• TEXTAUSZUG
● ● ● ●
Rucy lebt seit dieser Zeit davon, dass sie dank der Unterstützung durch die DAHW Mais und Süßkartoffeln anbaut. Mehr schlecht als recht konnte sie allein davon leben, da ihre Hände durch die Lepra verstümmelt sind und die Feldarbeit erschweren. Einen Arbeitsplatz konnte sie in all den Jahren nicht finden: Wenn ein Arbeitgeber ihre Hände sieht, ist das Gespräch schnell beendet. Zu tief sitzen die Vorurteile – dass die Krankheit heilbar ist, können viele Menschen immer noch nicht glauben. 

Vor sieben Jahren dann stand plötzlich ihre Tochter vor der kleinen Lehmhütte. Das Dorf, das Rucy einst so grausam vertrieben hatte, konnte die nachkommende Generation nicht mehr ernähren – ein Vorgang, der sich seit vielen Jahren in den ärmsten Gebieten Afrikas oft wiederholt.

 

Familie in größter Not

Die Lösung ist ebenso alt wie grausam: Junge Menschen müssen in Regionen ausweichen, in denen Arbeit zu finden ist und ihre Kinder den Großmüttern überlassen. Zumeist für ein paar Jahre, manchmal aber auch für immer. Rucy’s Tochter fand Arbeit bei den Fischern auf einer Insel im Viktoriasee und kam ein paar Jahre lang regelmäßig zu Besuch. Doch seit ungefähr drei Jahren gibt es kein Lebenszeichen mehr – kein Besuch, kein Brief, nicht einmal ein Hinweis, was ihr zugestoßen sein könnte. Rucy muss seit dieser Zeit völlig allein für die Kinder sorgen: fünf Menschen, fast ohne Einkommen in einer rund zwölf Quadratmeter kleinen Lehmhütte.
● ● ● ●
Datensätze
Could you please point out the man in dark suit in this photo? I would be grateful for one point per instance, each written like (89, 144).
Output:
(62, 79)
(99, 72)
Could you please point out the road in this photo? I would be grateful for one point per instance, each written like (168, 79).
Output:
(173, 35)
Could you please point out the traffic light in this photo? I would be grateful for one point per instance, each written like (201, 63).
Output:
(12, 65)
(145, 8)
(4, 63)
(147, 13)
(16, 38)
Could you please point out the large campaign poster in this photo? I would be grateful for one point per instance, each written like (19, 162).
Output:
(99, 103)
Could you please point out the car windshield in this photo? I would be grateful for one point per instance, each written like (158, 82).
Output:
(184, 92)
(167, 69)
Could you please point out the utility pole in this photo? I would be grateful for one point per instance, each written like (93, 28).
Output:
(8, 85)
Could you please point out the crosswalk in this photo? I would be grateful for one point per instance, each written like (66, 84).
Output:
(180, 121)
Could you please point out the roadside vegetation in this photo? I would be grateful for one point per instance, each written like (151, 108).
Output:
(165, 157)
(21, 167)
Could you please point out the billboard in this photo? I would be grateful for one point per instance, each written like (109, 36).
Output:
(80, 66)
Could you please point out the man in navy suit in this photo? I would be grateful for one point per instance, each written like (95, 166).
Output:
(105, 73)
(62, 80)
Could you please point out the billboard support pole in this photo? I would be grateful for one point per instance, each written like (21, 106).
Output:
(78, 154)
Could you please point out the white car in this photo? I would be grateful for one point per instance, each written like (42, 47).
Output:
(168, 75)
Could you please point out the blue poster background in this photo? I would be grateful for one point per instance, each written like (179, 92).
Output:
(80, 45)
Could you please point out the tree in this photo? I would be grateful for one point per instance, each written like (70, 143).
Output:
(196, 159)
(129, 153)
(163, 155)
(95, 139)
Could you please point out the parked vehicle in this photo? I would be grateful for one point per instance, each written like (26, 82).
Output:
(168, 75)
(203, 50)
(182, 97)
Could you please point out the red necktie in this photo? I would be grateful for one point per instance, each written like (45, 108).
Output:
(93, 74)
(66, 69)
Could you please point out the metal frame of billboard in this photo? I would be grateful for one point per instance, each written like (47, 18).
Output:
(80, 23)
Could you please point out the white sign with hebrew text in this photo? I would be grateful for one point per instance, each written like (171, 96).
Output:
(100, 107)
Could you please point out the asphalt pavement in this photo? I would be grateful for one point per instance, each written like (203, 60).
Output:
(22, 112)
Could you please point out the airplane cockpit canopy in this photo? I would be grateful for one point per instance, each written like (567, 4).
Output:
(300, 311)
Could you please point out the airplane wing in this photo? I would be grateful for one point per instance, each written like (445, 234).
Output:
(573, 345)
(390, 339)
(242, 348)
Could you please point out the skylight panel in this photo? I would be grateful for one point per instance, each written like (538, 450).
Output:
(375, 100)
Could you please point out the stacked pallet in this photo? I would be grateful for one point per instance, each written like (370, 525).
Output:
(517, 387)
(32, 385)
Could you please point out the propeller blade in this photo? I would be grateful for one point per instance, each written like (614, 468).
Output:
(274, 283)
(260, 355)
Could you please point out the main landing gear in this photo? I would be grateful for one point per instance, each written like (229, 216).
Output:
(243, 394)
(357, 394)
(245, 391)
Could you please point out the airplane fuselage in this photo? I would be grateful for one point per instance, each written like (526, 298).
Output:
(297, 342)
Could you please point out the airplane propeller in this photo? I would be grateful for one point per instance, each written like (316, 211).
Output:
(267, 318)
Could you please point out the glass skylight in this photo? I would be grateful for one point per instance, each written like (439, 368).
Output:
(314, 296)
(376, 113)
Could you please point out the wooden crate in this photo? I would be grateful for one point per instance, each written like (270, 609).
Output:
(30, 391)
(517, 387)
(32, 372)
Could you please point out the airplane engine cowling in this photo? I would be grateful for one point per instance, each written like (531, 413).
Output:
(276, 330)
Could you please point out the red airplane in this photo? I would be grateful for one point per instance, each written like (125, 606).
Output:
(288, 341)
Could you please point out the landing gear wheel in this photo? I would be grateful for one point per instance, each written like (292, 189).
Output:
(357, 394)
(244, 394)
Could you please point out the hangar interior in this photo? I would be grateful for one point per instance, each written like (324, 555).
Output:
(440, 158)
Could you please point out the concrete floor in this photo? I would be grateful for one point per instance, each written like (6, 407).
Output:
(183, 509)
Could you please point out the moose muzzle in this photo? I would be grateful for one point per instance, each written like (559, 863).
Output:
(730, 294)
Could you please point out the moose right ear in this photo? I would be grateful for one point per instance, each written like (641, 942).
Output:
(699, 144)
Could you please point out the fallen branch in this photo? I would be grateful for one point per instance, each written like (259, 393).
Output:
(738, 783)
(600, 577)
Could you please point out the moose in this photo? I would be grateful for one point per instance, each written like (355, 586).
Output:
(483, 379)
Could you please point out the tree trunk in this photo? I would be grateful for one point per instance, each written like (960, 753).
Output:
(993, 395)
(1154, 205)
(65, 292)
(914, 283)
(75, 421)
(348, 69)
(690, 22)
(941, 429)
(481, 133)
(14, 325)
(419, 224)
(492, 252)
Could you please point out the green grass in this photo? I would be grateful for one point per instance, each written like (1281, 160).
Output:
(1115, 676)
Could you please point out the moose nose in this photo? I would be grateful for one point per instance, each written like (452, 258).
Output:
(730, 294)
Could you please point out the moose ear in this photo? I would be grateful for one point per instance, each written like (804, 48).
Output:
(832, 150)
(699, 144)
● ● ● ●
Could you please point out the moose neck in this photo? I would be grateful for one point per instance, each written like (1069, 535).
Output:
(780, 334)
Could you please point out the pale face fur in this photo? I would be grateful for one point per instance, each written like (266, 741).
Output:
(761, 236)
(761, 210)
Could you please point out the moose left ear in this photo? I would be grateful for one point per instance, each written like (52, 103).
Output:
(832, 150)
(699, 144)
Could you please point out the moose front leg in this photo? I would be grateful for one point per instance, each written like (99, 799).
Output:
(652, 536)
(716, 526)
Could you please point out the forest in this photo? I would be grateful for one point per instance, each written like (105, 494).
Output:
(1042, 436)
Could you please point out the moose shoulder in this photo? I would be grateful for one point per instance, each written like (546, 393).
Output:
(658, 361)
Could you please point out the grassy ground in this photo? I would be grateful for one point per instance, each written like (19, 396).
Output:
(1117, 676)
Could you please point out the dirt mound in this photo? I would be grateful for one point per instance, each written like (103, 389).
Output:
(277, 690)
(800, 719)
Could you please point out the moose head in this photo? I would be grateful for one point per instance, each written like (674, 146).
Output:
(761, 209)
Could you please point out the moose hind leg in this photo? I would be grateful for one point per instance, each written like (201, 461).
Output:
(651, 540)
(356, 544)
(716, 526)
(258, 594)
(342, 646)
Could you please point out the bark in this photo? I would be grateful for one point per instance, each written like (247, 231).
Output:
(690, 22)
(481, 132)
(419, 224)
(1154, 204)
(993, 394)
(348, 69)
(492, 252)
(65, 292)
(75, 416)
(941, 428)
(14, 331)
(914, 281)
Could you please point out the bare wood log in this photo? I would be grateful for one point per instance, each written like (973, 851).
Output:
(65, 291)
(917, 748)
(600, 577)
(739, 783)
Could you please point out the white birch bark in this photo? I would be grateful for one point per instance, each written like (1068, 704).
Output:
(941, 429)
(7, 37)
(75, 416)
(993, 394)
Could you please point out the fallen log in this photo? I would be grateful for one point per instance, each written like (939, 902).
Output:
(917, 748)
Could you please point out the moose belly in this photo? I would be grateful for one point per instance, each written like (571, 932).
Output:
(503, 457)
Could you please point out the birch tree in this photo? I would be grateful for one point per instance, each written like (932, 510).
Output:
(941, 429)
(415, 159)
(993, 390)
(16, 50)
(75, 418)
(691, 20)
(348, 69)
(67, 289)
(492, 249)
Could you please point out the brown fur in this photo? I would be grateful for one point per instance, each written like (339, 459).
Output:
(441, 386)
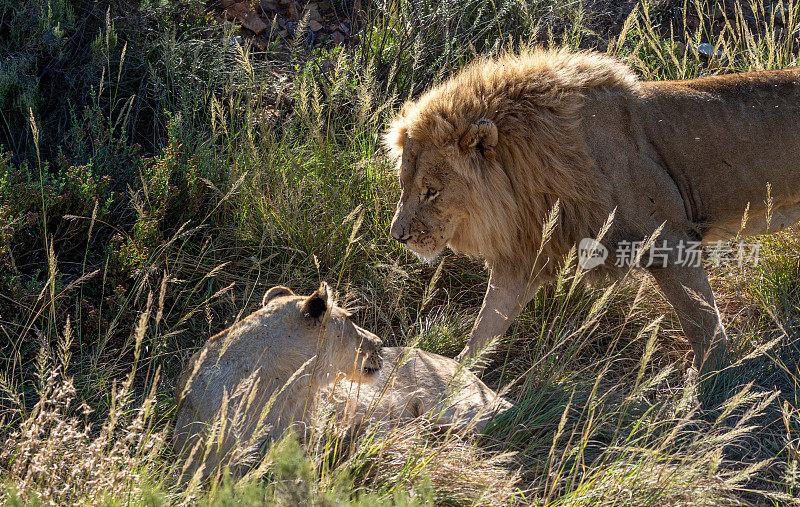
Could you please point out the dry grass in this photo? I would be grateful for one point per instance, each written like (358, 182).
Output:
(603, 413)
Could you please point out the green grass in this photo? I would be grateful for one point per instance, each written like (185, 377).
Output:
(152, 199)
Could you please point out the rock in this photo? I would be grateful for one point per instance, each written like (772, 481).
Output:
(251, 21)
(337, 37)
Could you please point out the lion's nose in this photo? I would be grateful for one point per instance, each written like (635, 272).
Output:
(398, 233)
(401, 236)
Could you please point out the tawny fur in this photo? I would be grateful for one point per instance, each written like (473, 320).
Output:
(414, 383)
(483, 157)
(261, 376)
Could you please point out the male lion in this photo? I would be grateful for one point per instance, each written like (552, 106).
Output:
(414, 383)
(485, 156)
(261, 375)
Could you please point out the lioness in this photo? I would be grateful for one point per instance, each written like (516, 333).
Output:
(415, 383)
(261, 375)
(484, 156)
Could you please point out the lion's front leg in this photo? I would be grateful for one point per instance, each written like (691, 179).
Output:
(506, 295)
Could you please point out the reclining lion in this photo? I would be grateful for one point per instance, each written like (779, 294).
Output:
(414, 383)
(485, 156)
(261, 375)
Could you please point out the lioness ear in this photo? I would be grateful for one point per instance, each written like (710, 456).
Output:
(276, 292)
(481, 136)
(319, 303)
● ● ● ●
• DEINE AUFGABE
Schreibe den Text über Rucy von „Vor sieben Jahren“ bis „Afrikas oft wiederholt.“ ab und ersetze dabei „Lehmhütte“ durch „Holzhütte“. Die Zeilen stehen in keinem Zusammenhang mit dem Text über Rucy.

• ERGEBNIS DER AUFGABE
Vor sieben Jahren dann stand plötzlich ihre Tochter vor der kleinen Holzhütte. Das Dorf, das Rucy einst so grausam vertrieben hatte, konnte die nachkommende Generation nicht mehr ernähren – ein Vorgang, der sich seit vielen Jahren in den ärmsten Gebieten Afrikas oft wiederholt.